→ WHAT NEEDS TO BE DONE: Nothing in the data may change. Copy all of it exactly.

(Entries taken from a collection)
○ ○ ○ ○ ○

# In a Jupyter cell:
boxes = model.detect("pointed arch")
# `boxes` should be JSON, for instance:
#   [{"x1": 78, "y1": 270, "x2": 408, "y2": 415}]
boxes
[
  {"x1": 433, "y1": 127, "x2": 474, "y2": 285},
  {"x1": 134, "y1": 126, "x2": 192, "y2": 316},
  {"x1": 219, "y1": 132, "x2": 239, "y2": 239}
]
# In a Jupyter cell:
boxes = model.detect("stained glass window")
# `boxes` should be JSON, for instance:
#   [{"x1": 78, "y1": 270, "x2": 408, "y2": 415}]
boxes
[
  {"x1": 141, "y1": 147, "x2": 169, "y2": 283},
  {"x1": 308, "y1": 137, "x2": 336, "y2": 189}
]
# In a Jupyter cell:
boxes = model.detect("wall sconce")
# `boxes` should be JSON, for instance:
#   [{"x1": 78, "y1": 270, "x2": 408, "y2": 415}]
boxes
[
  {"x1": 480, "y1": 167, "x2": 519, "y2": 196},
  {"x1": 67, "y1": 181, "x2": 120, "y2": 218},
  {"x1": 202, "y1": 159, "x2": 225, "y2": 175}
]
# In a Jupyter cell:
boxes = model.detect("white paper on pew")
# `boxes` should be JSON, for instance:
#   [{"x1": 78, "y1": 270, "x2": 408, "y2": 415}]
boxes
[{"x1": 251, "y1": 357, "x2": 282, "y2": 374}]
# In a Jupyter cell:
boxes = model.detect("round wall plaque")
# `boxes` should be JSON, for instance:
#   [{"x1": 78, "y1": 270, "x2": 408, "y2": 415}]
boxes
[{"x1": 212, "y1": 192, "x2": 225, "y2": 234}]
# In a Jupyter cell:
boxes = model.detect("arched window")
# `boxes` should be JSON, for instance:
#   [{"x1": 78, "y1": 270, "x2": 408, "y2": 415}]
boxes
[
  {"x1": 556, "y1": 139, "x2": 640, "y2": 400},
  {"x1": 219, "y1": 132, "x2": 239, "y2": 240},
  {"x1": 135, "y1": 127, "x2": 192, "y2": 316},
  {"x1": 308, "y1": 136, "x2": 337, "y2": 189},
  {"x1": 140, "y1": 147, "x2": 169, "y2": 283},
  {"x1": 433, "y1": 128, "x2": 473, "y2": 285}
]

○ ○ ○ ○ ○

→ ANSWER TO THE EXERCISE:
# In a Jupyter cell:
boxes = model.detect("pointed arch")
# `boxes` should be JSON, for instance:
#   [{"x1": 78, "y1": 270, "x2": 408, "y2": 415}]
boxes
[
  {"x1": 433, "y1": 127, "x2": 474, "y2": 285},
  {"x1": 134, "y1": 126, "x2": 192, "y2": 316},
  {"x1": 219, "y1": 132, "x2": 239, "y2": 239}
]
# In a Jupyter cell:
boxes = model.detect("stained glass window")
# `boxes` should be JSON, for instance:
#   [{"x1": 78, "y1": 270, "x2": 408, "y2": 415}]
boxes
[
  {"x1": 141, "y1": 147, "x2": 169, "y2": 283},
  {"x1": 308, "y1": 137, "x2": 336, "y2": 189}
]
# In a Jupyter cell:
boxes = model.detect("wall sconce")
# `boxes` should be JSON, for instance:
#   [{"x1": 78, "y1": 270, "x2": 408, "y2": 415}]
boxes
[
  {"x1": 480, "y1": 167, "x2": 519, "y2": 196},
  {"x1": 67, "y1": 181, "x2": 120, "y2": 218},
  {"x1": 202, "y1": 159, "x2": 225, "y2": 175}
]
# In a Jupyter cell:
boxes = model.detect("white paper on pew")
# `boxes` should be JSON, for instance:
#   [{"x1": 78, "y1": 270, "x2": 408, "y2": 415}]
boxes
[{"x1": 251, "y1": 357, "x2": 282, "y2": 374}]
# In a Jupyter cell:
boxes = model.detect("round wall plaque")
# `boxes` should be JSON, for instance:
#   [{"x1": 78, "y1": 270, "x2": 408, "y2": 415}]
boxes
[{"x1": 212, "y1": 192, "x2": 225, "y2": 234}]
# In a Jupyter cell:
boxes = model.detect("arched window")
# `boxes` should be JSON, for instance:
#   [{"x1": 78, "y1": 270, "x2": 408, "y2": 415}]
boxes
[
  {"x1": 556, "y1": 139, "x2": 640, "y2": 400},
  {"x1": 219, "y1": 132, "x2": 239, "y2": 240},
  {"x1": 135, "y1": 127, "x2": 192, "y2": 316},
  {"x1": 308, "y1": 136, "x2": 337, "y2": 189},
  {"x1": 140, "y1": 147, "x2": 169, "y2": 283},
  {"x1": 433, "y1": 128, "x2": 473, "y2": 285}
]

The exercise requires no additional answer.